Fighting with yourself
I am very skeptical by nature but also very guillable. I tend to not believe conspiracies and other weird things, but tend to trust people maybe more than needed. This is an interesting combination - to me - that has some bizarre side effects in my life: I am risk-adverse but can invest in the most riskier things too if someone I trust can convince me is sound. Sometimes it works out, sometimes it's a pit of waste.
What I want to say by all this is that sometimes I feel that I'm actually destined to repeat the same thing over and over again. The only way to protect myself from this would be to be surrounded by the best people possible who also have my best interest in mind. That's not such an easy thing to happen as most people have their own interest in mind. Obviously.
But is my attitude towards all this: despair basically as the chance of escaping my own nature are slim : is warranted? I think not. Again, I think is another of my pre-dispositions.
What I'm thinking these days is that fighting your own nature is the only way to make any progress. Adjusting to this or that and being honest to yourself is a good way to stir into the desired direction. Reading, learning and applying is how the adjustment are fine-tuned. Ultimately, it's a slow grind to an improvement that will never feel enough. But ti's all we got, ain't it?

● Information supplied
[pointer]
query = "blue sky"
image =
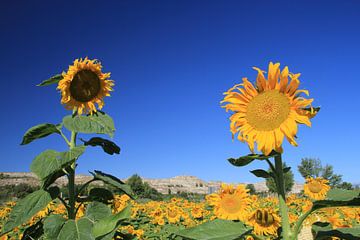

● Task item
Can you rewrite the essay on fighting your own nature between "What I want" and "in mind. Obviously.", inclusive, changing "destined" to "doomed"?

● Reply to the task
What I want to say by all this is that sometimes I feel that I'm actually doomed to repeat the same thing over and over again. The only way to protect myself from this would be to be surrounded by the best people possible who also have my best interest in mind. That's not such an easy thing to happen as most people have their own interest in mind. Obviously.